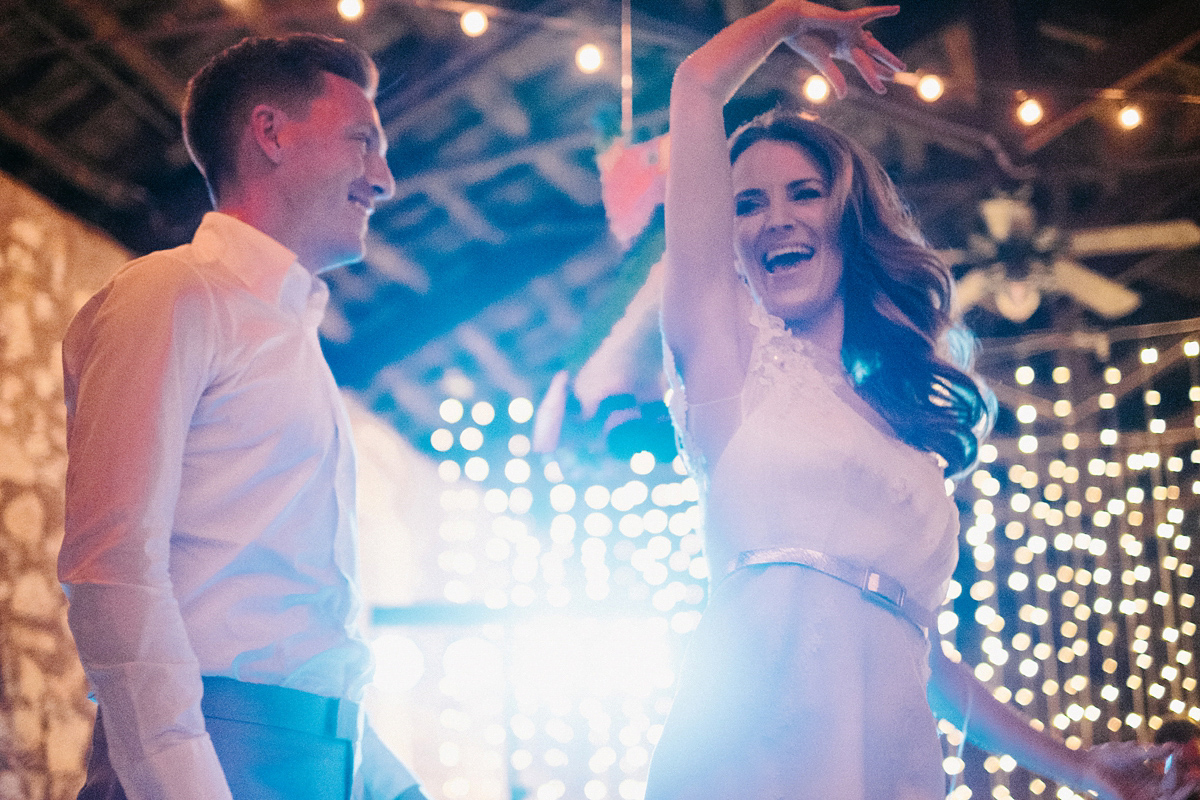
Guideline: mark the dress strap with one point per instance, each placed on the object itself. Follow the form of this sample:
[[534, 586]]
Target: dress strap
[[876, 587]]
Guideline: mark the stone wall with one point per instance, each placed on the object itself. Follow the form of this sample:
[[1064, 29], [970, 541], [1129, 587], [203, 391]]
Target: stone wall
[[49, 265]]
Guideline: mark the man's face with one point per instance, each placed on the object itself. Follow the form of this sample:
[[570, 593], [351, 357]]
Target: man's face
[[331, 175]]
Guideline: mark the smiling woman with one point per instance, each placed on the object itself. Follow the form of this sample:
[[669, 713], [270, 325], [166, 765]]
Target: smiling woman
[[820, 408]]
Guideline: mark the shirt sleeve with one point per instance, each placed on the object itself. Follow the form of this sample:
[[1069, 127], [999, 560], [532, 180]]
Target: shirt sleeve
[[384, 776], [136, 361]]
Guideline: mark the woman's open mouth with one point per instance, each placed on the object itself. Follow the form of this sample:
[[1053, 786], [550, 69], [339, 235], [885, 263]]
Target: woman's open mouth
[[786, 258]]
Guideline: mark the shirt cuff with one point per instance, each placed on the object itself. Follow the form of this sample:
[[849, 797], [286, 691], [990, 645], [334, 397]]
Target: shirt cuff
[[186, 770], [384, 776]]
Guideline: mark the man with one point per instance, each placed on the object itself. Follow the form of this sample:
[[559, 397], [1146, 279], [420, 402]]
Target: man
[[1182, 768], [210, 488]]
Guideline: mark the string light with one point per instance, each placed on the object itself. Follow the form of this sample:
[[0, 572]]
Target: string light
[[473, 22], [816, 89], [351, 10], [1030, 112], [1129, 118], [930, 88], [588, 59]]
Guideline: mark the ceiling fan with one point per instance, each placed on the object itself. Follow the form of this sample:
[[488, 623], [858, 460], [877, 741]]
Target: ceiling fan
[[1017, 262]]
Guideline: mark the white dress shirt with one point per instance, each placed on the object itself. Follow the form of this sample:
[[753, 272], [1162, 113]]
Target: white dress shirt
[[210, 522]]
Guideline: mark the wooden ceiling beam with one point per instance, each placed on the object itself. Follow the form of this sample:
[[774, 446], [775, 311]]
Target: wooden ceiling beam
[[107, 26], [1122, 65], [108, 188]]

------------

• GOAL:
Put each line of the items above into a Markdown table with the columns Row and Line, numbering the rows in order and omitting blank lines. Leave the pictures out of the table.

• ANSWER TO THE TASK:
| Row | Line |
|---|---|
| 1 | Guideline: mark the dress strap with one point per instance, each placed on the object itself. Follow the form of this sample: |
| 2 | [[534, 586]] |
| 3 | Target: dress strap |
| 4 | [[876, 587]] |
| 5 | Guideline: mark the stone wall with one point per instance, each placed on the object itself. Follow the form of this sample: |
| 6 | [[1064, 29], [970, 541], [1129, 587], [203, 391]] |
| 7 | Target: stone wall |
| 8 | [[49, 265]] |
| 9 | Guideline: mark the man's face with one point per instance, each placed on the object itself. Follow the form of this sample: |
| 10 | [[570, 593], [351, 357]] |
| 11 | Target: man's face |
| 12 | [[331, 175]] |
| 13 | Guideline: mark the smiling woman with one point per instance, each placed on the object itself. Follow the form of this sample: |
| 14 | [[669, 713], [270, 325], [166, 765]] |
| 15 | Target: smiling woman |
| 16 | [[820, 408]] |
| 17 | Guideline: mark the shirt sleeve with one point per instance, each placed on the object itself. Follow the form of this sample: |
| 18 | [[1069, 127], [999, 560], [532, 180]] |
| 19 | Target: shirt sleeve |
| 20 | [[384, 776], [136, 361]] |
| 21 | Guideline: mark the woman's open mouth with one point per instance, each placed on the object itself. Follow the form of this sample: |
| 22 | [[1053, 786], [550, 69], [339, 235], [885, 263]] |
| 23 | Target: woman's open mouth |
| 24 | [[786, 258]] |
| 25 | Guideline: mark the shirt cuff with one point per instance, each placed on the object itself. Follow the form of this sample: |
| 26 | [[849, 797], [286, 691], [990, 645], [334, 397]] |
| 27 | Target: shirt cuff |
| 28 | [[186, 770], [384, 776]] |
| 29 | Guideline: mark the man with one point per instance, each placed on the object itself. Follow the form of this sample: |
| 30 | [[559, 397], [1146, 279], [420, 402]] |
| 31 | Target: man |
| 32 | [[1182, 768], [210, 488]] |
| 33 | Guideline: mark the string light with one point per instance, each placed on the object itself. Follow the form of this sample: |
| 34 | [[0, 572]] |
| 35 | Target: string light |
| 36 | [[473, 22], [816, 89], [351, 10], [1030, 112], [1129, 118], [930, 88], [588, 59]] |
| 37 | Guideline: mark the ceiling fan with one point per instance, each placed on the object itself. Follow the form of this sample: |
| 38 | [[488, 623], [858, 460], [877, 741]] |
| 39 | Target: ceiling fan |
| 40 | [[1017, 262]] |
| 41 | Guideline: mark the white dress shirt with one point per instance, each placed on the object itself. Follow the form of this sample: |
| 42 | [[753, 272], [1162, 113]] |
| 43 | Target: white dress shirt |
| 44 | [[210, 522]] |
| 45 | Guideline: mark the wooden ceiling beam with one point per instance, each placed on the object itself. Follow the form of this sample: |
| 46 | [[774, 446], [775, 311]] |
| 47 | Target: wooden ceiling beam |
| 48 | [[107, 26], [1122, 65], [108, 188]] |